* Start DATA SUPPLIED *

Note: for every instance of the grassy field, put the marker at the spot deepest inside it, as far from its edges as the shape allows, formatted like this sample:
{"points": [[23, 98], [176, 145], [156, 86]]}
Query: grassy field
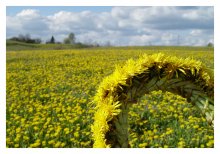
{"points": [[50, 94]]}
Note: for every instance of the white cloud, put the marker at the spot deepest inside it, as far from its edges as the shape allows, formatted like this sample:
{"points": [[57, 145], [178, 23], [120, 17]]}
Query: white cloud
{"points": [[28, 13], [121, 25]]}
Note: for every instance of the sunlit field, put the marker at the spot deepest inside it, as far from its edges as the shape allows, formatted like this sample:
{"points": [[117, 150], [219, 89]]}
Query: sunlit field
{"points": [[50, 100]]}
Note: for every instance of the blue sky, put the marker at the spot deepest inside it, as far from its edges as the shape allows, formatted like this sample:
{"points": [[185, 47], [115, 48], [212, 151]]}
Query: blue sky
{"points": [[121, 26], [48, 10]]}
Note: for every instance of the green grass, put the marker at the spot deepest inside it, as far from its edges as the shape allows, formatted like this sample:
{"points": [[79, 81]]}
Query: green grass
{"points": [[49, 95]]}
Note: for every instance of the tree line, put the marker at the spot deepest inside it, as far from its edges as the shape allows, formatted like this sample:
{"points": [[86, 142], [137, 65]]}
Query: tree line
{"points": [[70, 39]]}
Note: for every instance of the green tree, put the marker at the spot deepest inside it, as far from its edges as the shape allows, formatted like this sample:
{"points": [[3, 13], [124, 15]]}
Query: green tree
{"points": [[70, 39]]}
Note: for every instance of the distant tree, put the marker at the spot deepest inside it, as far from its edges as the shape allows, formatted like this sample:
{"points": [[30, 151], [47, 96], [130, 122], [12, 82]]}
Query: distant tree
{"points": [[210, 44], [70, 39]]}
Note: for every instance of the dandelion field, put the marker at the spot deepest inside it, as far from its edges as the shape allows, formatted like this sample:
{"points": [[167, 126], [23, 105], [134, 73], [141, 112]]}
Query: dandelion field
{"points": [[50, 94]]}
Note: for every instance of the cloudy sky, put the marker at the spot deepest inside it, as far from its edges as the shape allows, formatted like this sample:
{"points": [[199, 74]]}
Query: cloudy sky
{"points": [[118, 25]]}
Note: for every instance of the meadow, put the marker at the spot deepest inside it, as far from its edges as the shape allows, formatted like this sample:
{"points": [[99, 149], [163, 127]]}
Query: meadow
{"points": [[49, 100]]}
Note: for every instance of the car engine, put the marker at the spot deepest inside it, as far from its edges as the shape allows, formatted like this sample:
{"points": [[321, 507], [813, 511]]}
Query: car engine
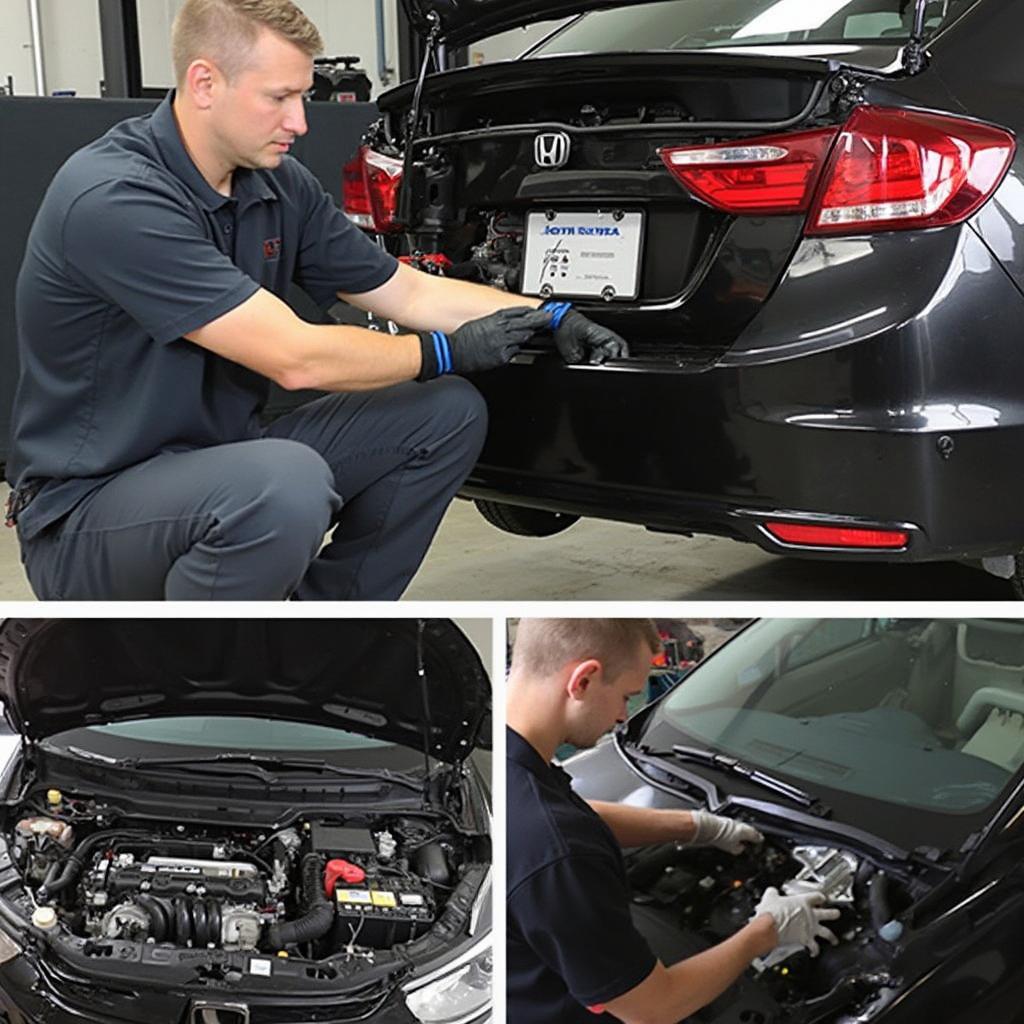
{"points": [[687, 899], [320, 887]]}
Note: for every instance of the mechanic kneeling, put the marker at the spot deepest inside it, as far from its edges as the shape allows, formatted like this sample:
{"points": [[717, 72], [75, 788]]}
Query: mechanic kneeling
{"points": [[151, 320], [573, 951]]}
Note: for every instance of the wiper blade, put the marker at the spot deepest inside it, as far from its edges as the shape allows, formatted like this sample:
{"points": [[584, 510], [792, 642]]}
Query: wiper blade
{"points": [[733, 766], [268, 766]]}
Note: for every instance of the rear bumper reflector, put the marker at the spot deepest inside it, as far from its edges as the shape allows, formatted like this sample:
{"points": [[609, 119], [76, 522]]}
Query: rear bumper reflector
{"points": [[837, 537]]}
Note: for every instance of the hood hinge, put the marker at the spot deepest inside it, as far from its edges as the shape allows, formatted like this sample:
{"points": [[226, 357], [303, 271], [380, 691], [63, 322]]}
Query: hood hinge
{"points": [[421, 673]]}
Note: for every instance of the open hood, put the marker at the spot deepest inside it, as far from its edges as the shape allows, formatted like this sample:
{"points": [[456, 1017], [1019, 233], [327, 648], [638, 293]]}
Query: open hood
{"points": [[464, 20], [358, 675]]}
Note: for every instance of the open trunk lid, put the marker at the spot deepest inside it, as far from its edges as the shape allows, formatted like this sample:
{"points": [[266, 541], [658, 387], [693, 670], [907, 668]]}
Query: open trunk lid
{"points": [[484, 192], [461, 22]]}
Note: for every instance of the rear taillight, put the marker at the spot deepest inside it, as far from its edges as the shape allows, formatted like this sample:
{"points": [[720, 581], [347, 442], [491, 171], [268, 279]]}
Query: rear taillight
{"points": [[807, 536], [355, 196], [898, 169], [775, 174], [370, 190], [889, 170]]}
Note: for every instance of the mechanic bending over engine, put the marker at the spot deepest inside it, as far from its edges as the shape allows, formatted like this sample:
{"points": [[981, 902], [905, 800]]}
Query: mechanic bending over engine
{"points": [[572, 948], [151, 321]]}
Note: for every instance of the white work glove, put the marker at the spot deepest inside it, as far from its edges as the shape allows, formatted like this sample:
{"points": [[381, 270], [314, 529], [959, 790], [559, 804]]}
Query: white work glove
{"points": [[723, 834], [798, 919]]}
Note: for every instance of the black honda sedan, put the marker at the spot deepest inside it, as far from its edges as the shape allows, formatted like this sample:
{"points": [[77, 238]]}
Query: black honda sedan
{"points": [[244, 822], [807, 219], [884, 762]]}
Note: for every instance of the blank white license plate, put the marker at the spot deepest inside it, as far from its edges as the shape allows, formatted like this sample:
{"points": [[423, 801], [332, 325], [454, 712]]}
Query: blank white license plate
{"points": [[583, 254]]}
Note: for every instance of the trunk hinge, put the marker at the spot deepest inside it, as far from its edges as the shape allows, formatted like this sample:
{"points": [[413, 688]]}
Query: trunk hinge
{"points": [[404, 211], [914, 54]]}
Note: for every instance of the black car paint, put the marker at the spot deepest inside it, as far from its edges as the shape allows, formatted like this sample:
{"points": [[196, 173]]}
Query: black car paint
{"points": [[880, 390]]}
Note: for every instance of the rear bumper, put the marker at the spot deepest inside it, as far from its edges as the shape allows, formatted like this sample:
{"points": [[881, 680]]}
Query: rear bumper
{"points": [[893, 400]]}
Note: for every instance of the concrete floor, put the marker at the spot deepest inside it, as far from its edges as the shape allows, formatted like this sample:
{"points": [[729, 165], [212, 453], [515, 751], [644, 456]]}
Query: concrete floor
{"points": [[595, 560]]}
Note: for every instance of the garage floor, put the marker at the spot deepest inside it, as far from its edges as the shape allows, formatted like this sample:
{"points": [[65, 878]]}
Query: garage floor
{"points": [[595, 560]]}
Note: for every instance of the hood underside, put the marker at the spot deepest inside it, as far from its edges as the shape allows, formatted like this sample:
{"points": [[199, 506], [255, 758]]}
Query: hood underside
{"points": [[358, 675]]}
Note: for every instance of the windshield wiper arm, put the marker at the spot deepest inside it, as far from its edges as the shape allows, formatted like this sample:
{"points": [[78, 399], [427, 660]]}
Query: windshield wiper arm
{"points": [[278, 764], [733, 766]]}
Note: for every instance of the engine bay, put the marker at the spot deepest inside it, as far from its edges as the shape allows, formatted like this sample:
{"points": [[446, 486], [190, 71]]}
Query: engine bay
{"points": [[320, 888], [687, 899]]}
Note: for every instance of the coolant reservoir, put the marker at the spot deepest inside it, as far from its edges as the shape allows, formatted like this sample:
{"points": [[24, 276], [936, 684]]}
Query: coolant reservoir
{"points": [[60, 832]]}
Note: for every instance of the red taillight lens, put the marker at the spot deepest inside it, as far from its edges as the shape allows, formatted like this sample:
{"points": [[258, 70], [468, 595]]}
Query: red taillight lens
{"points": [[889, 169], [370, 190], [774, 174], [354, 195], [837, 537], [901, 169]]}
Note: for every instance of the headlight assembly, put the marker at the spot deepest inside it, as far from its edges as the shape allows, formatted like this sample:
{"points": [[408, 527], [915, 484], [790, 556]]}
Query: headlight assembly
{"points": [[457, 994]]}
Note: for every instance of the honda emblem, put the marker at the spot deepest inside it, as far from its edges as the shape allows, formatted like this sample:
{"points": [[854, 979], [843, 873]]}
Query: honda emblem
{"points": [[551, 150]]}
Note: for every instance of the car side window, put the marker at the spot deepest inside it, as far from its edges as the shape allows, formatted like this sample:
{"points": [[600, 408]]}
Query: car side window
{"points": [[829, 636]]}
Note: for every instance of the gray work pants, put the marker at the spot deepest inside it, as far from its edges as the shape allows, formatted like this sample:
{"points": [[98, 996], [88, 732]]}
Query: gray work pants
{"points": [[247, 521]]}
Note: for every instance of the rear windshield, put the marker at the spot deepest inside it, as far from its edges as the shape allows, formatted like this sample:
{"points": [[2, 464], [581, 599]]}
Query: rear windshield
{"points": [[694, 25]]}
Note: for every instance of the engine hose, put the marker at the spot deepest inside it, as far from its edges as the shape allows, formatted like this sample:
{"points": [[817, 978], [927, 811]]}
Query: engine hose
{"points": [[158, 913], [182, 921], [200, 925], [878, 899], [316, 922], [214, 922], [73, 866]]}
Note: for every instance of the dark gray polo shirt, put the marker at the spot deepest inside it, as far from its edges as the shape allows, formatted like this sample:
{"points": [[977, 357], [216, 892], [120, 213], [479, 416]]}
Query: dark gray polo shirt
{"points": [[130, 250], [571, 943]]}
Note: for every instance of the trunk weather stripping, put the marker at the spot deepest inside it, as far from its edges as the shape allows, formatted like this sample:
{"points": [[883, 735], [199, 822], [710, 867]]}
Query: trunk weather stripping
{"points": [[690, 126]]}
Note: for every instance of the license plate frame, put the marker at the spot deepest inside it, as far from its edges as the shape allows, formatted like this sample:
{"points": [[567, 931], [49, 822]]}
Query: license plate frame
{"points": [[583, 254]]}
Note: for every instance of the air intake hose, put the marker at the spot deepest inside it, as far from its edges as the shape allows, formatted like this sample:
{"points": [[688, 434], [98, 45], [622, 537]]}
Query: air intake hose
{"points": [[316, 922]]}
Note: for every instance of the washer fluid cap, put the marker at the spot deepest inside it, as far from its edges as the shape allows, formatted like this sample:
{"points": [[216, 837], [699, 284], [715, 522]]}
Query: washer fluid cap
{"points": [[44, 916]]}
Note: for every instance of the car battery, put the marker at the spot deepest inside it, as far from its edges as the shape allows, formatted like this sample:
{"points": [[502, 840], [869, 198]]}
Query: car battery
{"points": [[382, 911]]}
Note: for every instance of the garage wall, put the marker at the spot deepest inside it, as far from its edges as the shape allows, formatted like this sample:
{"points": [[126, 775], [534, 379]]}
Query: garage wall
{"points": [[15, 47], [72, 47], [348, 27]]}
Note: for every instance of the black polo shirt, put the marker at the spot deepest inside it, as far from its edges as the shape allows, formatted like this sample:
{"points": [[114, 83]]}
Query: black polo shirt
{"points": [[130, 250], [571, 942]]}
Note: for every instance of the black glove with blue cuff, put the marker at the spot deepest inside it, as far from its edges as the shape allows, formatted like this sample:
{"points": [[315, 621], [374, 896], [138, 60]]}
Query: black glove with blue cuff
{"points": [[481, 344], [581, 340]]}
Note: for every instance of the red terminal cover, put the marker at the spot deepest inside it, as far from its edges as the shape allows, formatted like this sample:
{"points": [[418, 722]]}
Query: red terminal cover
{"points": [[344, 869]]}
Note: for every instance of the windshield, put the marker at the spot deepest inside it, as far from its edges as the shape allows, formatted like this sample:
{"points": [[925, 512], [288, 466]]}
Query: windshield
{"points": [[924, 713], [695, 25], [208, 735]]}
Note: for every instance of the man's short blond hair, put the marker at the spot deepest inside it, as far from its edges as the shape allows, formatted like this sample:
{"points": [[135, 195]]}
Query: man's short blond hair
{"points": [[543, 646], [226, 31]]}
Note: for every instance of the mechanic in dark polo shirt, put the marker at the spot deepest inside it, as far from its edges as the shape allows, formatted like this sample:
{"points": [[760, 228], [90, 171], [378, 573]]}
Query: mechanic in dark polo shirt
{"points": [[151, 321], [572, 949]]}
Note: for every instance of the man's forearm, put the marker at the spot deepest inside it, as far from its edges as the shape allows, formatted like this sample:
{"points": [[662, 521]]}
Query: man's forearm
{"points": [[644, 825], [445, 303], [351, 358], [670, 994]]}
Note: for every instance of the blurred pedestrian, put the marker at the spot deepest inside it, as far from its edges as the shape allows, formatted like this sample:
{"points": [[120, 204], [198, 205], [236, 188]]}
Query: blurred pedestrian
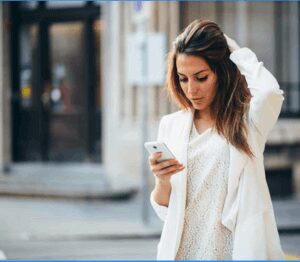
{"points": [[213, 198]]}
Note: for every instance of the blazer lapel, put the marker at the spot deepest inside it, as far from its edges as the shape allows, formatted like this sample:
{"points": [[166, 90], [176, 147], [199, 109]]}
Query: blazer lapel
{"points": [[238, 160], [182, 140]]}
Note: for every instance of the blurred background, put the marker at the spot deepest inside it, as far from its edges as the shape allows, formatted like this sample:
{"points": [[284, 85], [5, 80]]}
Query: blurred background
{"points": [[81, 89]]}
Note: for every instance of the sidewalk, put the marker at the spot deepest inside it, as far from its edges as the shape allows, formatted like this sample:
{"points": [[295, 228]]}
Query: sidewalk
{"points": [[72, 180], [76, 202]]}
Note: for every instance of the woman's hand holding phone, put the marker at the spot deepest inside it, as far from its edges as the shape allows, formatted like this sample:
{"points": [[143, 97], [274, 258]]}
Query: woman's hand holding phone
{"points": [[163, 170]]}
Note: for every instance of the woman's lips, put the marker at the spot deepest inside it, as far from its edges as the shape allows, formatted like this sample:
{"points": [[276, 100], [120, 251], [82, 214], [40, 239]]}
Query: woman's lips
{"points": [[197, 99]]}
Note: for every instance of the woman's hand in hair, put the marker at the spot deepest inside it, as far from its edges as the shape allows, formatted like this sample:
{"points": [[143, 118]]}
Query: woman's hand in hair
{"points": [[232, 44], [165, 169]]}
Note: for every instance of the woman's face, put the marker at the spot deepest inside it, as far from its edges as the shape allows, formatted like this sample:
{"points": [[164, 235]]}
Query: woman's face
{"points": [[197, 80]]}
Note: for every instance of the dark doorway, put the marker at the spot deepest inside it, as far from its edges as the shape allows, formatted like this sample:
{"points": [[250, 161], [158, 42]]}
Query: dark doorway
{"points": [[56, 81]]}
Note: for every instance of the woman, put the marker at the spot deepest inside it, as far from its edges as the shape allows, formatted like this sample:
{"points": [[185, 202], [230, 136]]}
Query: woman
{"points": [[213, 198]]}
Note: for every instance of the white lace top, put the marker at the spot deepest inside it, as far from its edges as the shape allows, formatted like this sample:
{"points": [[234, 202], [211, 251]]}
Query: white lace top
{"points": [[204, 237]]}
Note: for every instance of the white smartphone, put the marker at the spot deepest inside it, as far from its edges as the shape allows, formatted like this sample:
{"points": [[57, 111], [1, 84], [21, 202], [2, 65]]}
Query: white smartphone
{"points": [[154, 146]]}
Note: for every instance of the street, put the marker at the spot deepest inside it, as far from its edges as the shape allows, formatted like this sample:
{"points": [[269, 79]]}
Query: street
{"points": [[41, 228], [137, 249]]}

* End DATA SUPPLIED *

TASK | Copy the records from the line containing "Note: for every instance of the street, put" through the end of the records, requests included. Shift each coordinate in the answers by adding 59, and leave the requests and their format samples unchanged.

ANSWER TO THE EXERCISE |
Note: for every instance of the street, put the marker at the spot deepest inside it, as far from its edges as the shape allows, formatted like this sample:
{"points": [[269, 79]]}
Query: street
{"points": [[100, 287], [196, 308]]}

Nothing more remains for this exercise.